▸ **WHAT TO DO**: Transcribe the Jabiru engine temperature notes below from "In the circuit" up to and including "in the green.".

▸ **PASSAGE TO READ**:

╭──

EGTS vary with operating condition, but are all well within limts.

 

During climb No 4 CHT is always 20°C above the next nearest; if I climb at 80 Knots to 1000ft after take off it would go to above 180°C, climb at 90 Knots and No 4 CHT reaches 170°C.

 

In the circuit or in the cruise CHT are varied but well within limits, but No 4 CHT still leads.

 

The original Jabiru CHT guage (ring under No 6 Sparkplug) always stays well in the green.

 

The CHT sensors are fitted in between the spark plugs and are Camit supplied ones with shields (nice kit).

 

Non-contact temperature check shows embedded sensor approx 5°C above cyclinder head surface (some difference expected).

 

So, I am happy with my Jab 3300 motor. By monitoring, without being obsessive, all CHTs and less so all EGTs, the motor can be kept away from any damaging over temperature conditions.

╰──

▸ **PROVIDED DATA**:

╭──

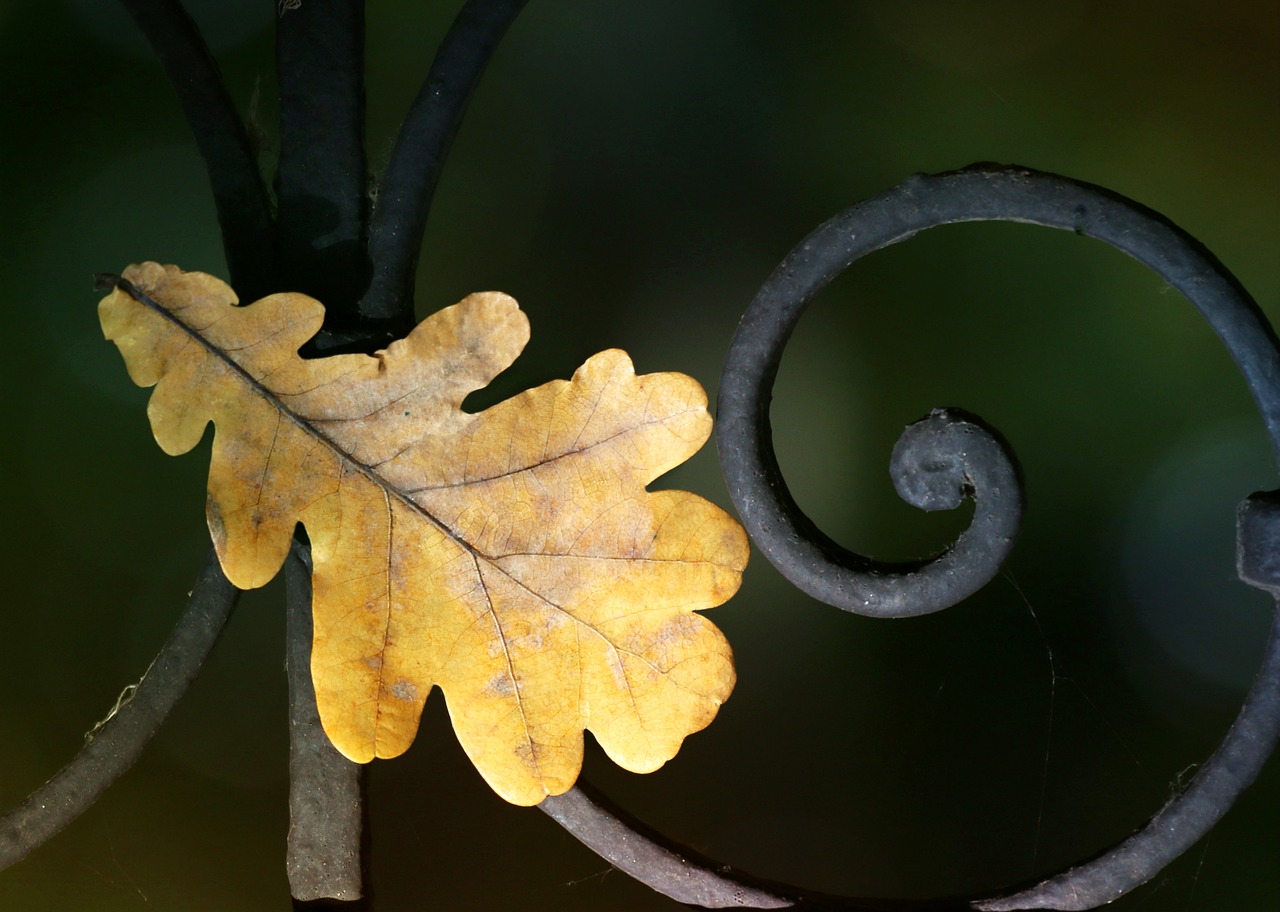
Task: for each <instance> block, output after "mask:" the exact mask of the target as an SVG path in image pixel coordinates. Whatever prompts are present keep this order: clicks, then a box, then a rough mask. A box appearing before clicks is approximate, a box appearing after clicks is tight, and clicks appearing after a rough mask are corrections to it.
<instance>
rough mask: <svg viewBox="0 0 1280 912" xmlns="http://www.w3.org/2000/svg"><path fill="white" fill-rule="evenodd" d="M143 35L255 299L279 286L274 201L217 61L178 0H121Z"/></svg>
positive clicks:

╰──

▸ **ANSWER FOR THE TASK**:
In the circuit or in the cruise CHT are varied but well within limits, but No 4 CHT still leads.

 

The original Jabiru CHT guage (ring under No 6 Sparkplug) always stays well in the green.